Look through the material below for "point". Copy every line that contains it.

------------------------------------------------------------

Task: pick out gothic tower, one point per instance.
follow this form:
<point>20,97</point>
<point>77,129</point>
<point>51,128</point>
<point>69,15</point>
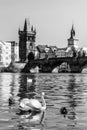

------------------------------------------------------------

TASK RESULT
Task: pick out gothic tower, one point per instance.
<point>20,97</point>
<point>77,129</point>
<point>51,128</point>
<point>69,15</point>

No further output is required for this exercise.